**WORK REQUIRED**
Set down the full listing exactly as given. Any pictures are to be left out.

(Point labeling dataset excerpts)
++++++++
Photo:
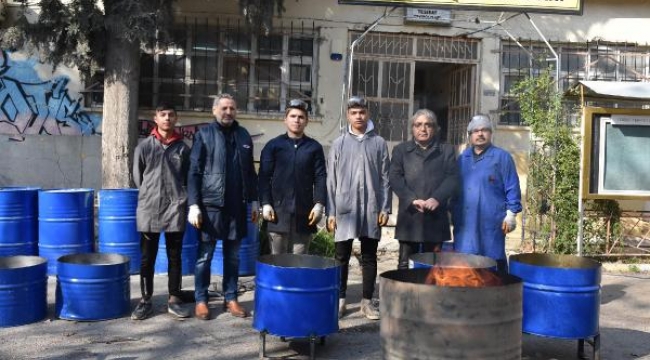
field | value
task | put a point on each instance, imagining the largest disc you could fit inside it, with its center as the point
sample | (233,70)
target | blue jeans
(230,268)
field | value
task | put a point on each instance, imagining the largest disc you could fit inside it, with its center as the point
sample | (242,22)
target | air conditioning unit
(429,16)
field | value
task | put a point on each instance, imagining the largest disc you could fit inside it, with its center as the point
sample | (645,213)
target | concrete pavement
(624,321)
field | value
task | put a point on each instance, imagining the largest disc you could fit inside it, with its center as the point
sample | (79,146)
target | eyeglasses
(298,104)
(476,131)
(419,125)
(357,101)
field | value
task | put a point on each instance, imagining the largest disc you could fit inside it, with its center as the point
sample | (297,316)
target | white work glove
(509,222)
(255,211)
(382,219)
(268,213)
(194,216)
(331,224)
(316,214)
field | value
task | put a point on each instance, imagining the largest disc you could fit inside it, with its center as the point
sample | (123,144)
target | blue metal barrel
(118,230)
(450,259)
(23,290)
(65,224)
(296,295)
(248,252)
(18,221)
(561,294)
(188,254)
(92,287)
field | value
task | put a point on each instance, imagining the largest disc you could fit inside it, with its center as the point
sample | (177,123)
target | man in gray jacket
(160,168)
(359,198)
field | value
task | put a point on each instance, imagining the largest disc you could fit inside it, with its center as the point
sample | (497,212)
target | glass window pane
(237,43)
(301,47)
(202,95)
(365,78)
(204,68)
(171,92)
(206,39)
(267,97)
(396,80)
(270,45)
(171,66)
(301,73)
(268,70)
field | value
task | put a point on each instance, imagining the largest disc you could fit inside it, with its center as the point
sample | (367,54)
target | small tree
(554,171)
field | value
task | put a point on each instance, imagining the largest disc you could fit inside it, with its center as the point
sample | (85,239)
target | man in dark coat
(292,184)
(160,174)
(424,175)
(221,182)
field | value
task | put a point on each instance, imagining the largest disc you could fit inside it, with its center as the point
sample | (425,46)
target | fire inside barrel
(462,277)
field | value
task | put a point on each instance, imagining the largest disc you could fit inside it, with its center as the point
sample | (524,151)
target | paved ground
(624,321)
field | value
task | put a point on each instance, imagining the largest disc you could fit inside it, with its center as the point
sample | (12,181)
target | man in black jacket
(424,176)
(221,182)
(292,184)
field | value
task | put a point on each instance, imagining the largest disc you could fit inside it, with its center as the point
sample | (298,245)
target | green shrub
(322,244)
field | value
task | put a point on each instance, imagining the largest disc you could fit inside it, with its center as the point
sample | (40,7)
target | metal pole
(581,206)
(348,87)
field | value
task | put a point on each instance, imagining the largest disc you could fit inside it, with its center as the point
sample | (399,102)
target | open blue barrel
(92,287)
(561,294)
(450,259)
(118,230)
(188,254)
(18,221)
(248,252)
(65,224)
(296,295)
(23,290)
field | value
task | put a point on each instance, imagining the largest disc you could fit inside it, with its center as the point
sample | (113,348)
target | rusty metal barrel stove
(425,321)
(561,296)
(23,290)
(296,296)
(92,287)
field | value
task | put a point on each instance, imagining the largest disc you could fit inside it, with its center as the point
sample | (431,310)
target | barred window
(577,61)
(209,57)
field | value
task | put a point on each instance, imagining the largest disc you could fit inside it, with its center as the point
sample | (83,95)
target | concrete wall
(51,161)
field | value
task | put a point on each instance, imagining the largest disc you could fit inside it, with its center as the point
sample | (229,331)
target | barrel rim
(556,261)
(93,259)
(14,262)
(298,261)
(472,260)
(415,277)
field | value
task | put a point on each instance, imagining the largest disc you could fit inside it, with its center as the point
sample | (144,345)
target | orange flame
(462,277)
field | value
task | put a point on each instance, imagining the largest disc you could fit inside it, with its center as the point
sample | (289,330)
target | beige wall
(620,21)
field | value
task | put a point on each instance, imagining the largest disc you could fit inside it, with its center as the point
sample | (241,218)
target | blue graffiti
(31,105)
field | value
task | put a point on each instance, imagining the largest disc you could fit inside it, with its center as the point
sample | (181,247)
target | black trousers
(368,264)
(408,248)
(149,248)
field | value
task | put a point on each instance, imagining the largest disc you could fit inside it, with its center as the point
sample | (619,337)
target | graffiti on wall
(32,105)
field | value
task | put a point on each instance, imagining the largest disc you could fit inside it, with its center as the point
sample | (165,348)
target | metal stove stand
(312,344)
(595,345)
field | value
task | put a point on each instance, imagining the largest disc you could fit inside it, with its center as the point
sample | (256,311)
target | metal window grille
(383,70)
(212,56)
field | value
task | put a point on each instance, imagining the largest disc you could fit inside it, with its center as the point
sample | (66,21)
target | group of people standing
(298,187)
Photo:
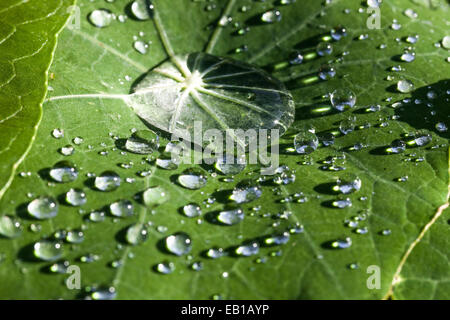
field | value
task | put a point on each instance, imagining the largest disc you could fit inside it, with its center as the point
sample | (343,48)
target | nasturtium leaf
++++++++
**WORKED SOLUTION**
Photo:
field | value
task | put a point on each instance, imagining the largest disc you could fit inside it, with its center as the point
sample | (233,70)
target | blue jeans
(230,268)
field | value
task | put a point on each instance, imagining the largest disc you could fit inside it, with its center as the point
sample | (242,22)
target | air conditioning unit
(429,16)
field | value
task | put a point on each instance, imagining the largest disc you could fit inside it, with its center as the point
sample | (645,213)
target | concrete pavement
(624,321)
field | value
task | put a point on each instance, imagining the largest disc you could fit inside it, with its center as the point
sample | (79,146)
target | eyeglasses
(298,104)
(476,131)
(419,125)
(357,101)
field | value
task | put a point on each instance, imagining the largest disc you could fit inside it, with its center as the point
sample | (297,316)
target | white work glove
(509,222)
(255,211)
(382,219)
(268,213)
(194,216)
(331,224)
(316,214)
field | value
task | put a point on each instance, imagining the largest disc you could fit inside it, with its center as the point
sample | (123,144)
target | blue metal barrel
(118,230)
(450,259)
(23,290)
(65,224)
(296,295)
(248,252)
(18,221)
(561,294)
(188,254)
(92,287)
field | value
task | put a point on each instance, imagining the largest disc you could fit inside it, with its center as the point
sample | (177,123)
target | man in gray jacket
(160,168)
(359,198)
field | value
task | put a point on each instance, imagining the largest disc you could fit inside it, with its center as the point
sample | (497,212)
target | glass window pane
(237,43)
(301,47)
(202,95)
(365,78)
(204,68)
(171,92)
(206,39)
(267,97)
(396,80)
(270,45)
(171,66)
(301,73)
(268,70)
field | value
task | put a point on each instance, imagining the largest disc you could fit inside it, with its center as the point
sample | (367,54)
target | small tree
(554,171)
field | value
task | put a point on each instance, imagining the largest disc you could fit inside it, with its center as the point
sample | (85,239)
target | man in dark coat
(292,184)
(160,174)
(424,175)
(221,182)
field | value
task | put a point on each instance, imagining the largest disc you could fit inside it, with its center as the point
sample | (425,46)
target | fire inside barrel
(462,277)
field | value
task | put a point on each instance, imagining the largest disc you could fit inside it, with its center as the point
sample | (524,151)
target | paved ground
(624,321)
field | value
task | put a point on each instance, imagining the largest disc you could fit inside it, with its center as the point
sample | (12,181)
target | man in black jacket
(424,176)
(221,182)
(292,184)
field | value
task | put a point on each instance, imagining the largest disc you could fit inside it, with its center as the point
sample | (298,245)
target | green shrub
(322,244)
field | value
task | put a point on each instance, imagining the largest disc you could fit inside it, with its center as the point
sample | (40,7)
target | metal pole
(581,206)
(348,87)
field | value
task | put a point on each instance, imagining the largest disc you could fit inside it, with its center as the point
sample | (399,102)
target | open blue barrel
(92,287)
(561,294)
(450,259)
(118,230)
(188,254)
(18,221)
(248,252)
(65,224)
(296,295)
(23,290)
field | value
task | put a point on each instance, imagining the largest disc you could fit inside it, with its center as the point
sample | (113,348)
target | rusty metal barrel stove
(425,321)
(561,296)
(23,290)
(296,296)
(92,287)
field | value
task | put a point on each instance, imagining the largest disc you could fit inside it, with its center as the point
sample | (431,310)
target | barred window
(577,61)
(209,57)
field | value
task | put a point on each instance, imagining the largest disc you could fit inside it, with its center as the point
sample | (83,95)
target | concrete wall
(51,161)
field | value
task | put a point on each instance, imagining the largest disc you could fit inside it, with its center as the point
sample | (229,331)
target | barrel rim
(556,261)
(93,259)
(14,262)
(298,261)
(472,260)
(415,277)
field | value
task | put a point on each instance, imagining the largest disc you could fit inside it, with its center as the point
sample | (144,345)
target | orange flame
(462,277)
field | value
task | put a point on each instance, imagining the largest disc you could fit inside it, with its center as the point
sample | (289,330)
target | beige wall
(620,21)
field | value
task | put a point on each instance, imagining the largest disc you could fit inside it, with its center as the point
sample | (241,218)
target | blue graffiti
(31,105)
field | value
task | put a point on each instance, imagining the largest disc you could fit inside it, with its center as the point
sample | (181,247)
target | black trousers
(368,264)
(408,248)
(149,248)
field | value
task | put a point on each instance, imagining the largest disc you could fit inside it, with its center as the point
sample | (619,337)
target | graffiti on wall
(32,105)
field | value
task | put a point on each instance, imagining the largest disc you could fit inside it, with its center as the point
sample | (165,348)
target | metal stove stand
(312,344)
(595,345)
field | value
task | put a point on each instance, imagining the largest disc you could fit inside it, with its center as the point
sample | (256,311)
target | metal window grille
(383,70)
(212,56)
field | value
task | put a point on each instance, imagining the largest disc you could fit inside it, with its center as the point
sample | (66,21)
target | group of people standing
(298,187)
Photo:
field | value
task | put a point on each instance, imagining the largest disc you could fit inside it, with its center as the point
sample | (343,48)
target | nasturtium leaf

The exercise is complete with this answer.